■ Problem description
Repeat every line of the data verbatim.

(Data items)
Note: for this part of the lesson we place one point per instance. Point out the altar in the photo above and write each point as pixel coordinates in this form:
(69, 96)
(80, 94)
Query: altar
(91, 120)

■ Solution
Note: for this part of the lesson we place one point per instance. Point out the altar in the photo above and write each point as pixel coordinates in this form:
(69, 96)
(80, 94)
Query: altar
(91, 120)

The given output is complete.